• [CHALLENGE] Rewrite everything from the line containing "Object to locate: lanyard" down to the line containing "[121,111,140,127]", changing "badge" to "patch" and leaving all else as it is.

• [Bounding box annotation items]
.....

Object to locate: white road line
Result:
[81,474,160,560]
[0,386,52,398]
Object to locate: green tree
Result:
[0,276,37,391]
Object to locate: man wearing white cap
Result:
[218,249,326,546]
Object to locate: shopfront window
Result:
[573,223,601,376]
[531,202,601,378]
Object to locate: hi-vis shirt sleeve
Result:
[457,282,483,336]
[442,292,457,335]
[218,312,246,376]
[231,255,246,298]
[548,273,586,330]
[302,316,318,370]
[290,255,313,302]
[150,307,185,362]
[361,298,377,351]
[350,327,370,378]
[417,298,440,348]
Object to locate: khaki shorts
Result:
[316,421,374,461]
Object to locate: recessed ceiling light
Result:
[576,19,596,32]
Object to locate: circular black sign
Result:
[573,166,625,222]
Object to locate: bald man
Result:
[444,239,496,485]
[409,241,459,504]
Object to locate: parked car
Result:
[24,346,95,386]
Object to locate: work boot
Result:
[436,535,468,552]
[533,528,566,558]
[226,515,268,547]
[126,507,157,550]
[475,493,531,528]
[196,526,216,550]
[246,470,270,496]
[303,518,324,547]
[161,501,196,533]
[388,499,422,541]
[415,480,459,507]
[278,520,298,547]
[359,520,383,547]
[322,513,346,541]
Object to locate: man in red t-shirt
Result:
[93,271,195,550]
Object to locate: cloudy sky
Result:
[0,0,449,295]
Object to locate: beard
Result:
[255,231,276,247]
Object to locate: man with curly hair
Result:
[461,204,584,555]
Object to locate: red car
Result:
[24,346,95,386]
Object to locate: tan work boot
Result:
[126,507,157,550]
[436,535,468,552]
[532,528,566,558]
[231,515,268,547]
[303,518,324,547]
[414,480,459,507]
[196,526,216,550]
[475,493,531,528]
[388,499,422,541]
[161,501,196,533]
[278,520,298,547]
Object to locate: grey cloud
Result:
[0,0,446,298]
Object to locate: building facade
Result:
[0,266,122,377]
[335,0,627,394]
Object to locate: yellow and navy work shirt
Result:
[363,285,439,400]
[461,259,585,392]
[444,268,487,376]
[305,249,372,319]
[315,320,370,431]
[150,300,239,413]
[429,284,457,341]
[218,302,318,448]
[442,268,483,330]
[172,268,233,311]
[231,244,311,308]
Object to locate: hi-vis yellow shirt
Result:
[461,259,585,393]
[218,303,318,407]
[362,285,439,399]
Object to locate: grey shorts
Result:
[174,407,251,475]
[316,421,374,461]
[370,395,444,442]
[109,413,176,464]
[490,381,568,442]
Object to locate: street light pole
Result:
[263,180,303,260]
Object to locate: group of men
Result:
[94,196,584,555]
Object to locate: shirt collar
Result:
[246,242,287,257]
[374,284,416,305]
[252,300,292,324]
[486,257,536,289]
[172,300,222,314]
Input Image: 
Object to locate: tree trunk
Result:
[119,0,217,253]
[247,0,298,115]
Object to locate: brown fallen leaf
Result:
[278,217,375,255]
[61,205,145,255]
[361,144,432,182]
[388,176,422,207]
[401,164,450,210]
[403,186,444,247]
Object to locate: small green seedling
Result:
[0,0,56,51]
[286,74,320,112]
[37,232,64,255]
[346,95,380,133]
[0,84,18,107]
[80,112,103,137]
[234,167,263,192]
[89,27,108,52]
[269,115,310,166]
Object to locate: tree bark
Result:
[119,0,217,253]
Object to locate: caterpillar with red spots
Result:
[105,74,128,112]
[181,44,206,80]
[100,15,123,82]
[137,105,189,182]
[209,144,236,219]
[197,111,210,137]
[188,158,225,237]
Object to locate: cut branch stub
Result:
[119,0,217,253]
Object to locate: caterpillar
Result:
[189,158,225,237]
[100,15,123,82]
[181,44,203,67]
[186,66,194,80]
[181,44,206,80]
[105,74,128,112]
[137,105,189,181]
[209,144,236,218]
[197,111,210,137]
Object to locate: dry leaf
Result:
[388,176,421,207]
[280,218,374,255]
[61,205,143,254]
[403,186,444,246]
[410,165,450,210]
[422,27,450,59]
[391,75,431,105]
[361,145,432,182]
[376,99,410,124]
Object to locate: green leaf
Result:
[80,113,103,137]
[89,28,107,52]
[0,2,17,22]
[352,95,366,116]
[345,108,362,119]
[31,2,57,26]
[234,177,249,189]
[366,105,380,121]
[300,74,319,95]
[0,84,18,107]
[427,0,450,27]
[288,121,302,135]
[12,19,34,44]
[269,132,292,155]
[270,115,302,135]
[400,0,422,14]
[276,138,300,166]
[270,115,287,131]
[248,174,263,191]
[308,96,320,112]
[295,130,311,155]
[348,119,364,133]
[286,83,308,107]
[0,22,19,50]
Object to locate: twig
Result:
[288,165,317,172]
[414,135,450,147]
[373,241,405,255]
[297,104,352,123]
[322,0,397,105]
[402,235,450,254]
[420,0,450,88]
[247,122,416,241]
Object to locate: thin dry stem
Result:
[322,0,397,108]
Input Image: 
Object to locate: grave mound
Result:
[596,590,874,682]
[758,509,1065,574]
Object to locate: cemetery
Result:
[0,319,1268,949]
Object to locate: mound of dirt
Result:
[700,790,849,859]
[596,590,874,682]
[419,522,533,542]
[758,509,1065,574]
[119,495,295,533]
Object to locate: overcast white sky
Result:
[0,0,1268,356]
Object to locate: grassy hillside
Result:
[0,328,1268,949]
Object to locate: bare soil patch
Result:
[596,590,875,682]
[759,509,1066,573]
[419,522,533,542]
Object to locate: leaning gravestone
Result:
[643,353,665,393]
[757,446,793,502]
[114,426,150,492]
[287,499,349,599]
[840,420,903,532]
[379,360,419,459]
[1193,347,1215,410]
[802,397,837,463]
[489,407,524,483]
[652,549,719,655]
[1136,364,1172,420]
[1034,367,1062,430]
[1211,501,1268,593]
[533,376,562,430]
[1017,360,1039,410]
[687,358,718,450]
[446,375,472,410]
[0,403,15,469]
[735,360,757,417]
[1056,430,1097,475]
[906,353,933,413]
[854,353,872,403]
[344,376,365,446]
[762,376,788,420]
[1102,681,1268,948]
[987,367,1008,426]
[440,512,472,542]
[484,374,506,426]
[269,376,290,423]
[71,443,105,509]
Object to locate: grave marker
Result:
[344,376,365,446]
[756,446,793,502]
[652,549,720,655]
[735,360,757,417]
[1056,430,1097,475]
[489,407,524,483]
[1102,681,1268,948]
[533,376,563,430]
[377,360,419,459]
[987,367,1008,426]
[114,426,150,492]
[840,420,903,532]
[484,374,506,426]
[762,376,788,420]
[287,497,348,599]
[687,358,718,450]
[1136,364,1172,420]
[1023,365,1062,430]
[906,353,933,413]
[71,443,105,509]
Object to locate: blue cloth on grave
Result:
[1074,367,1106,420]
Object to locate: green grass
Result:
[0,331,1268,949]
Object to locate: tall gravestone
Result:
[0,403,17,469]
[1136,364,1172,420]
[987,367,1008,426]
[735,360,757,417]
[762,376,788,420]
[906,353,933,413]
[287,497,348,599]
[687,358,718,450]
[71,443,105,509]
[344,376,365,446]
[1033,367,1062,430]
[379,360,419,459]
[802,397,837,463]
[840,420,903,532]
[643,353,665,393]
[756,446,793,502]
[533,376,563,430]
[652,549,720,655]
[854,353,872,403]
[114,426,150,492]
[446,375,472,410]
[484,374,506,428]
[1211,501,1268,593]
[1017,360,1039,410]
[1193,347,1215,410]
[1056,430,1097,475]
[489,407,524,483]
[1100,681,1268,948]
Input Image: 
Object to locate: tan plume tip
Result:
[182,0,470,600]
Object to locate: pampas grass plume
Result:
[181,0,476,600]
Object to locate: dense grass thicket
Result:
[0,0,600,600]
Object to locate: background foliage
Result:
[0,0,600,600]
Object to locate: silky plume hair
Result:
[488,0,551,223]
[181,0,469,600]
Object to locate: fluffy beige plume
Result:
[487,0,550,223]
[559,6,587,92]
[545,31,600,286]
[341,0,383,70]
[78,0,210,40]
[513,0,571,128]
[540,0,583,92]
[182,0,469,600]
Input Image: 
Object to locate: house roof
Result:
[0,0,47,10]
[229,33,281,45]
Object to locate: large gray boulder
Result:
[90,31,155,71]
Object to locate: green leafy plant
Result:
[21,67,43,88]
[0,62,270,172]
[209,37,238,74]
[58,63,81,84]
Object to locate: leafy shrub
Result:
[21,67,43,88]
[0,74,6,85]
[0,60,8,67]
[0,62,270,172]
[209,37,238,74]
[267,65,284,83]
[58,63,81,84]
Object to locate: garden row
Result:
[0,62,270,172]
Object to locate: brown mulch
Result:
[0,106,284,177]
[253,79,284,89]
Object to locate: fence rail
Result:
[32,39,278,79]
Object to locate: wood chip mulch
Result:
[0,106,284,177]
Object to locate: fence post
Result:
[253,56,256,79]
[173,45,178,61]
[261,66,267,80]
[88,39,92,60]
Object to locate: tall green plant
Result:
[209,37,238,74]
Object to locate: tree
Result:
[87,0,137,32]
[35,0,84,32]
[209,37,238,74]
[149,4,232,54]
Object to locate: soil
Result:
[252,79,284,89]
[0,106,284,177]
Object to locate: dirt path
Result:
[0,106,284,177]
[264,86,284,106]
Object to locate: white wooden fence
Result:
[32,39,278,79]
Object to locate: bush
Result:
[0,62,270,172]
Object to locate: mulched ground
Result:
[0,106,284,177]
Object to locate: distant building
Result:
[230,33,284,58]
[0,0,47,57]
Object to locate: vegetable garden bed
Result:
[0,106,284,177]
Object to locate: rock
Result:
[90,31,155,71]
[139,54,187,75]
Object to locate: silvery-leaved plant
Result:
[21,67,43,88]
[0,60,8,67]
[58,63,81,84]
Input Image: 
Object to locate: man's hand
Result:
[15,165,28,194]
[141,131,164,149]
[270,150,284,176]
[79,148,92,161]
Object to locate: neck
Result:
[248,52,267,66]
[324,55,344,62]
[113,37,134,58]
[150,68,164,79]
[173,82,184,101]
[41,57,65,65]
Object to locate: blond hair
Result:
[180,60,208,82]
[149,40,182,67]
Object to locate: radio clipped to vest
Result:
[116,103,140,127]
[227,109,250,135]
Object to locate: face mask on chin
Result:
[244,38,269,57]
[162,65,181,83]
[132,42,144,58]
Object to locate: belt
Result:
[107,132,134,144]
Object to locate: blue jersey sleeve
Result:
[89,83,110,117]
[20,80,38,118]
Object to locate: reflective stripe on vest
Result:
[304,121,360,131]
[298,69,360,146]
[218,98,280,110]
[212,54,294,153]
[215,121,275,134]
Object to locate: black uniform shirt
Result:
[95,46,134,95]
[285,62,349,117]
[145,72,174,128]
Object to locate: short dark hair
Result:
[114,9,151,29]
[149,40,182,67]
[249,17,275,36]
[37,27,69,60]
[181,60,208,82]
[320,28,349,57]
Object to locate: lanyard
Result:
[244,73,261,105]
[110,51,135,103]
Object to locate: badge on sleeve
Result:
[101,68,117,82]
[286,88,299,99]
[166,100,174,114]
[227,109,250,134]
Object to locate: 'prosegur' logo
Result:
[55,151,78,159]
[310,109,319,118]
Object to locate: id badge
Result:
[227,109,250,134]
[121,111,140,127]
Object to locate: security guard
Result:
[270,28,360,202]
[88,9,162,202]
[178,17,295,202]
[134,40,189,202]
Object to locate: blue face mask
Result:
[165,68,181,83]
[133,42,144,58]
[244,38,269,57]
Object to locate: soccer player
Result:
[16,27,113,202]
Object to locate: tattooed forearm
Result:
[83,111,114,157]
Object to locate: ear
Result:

.....

• [TASK RESULT]
Object to locate: lanyard
Result:
[244,73,261,105]
[110,51,135,103]
Object to locate: patch on sleeve
Result:
[101,68,117,82]
[286,88,299,99]
[166,100,174,114]
[227,109,250,134]
Object to locate: 'prosegur' logo
Result:
[55,151,78,159]
[310,109,319,118]
Object to locate: id patch
Result:
[227,109,250,134]
[121,111,140,127]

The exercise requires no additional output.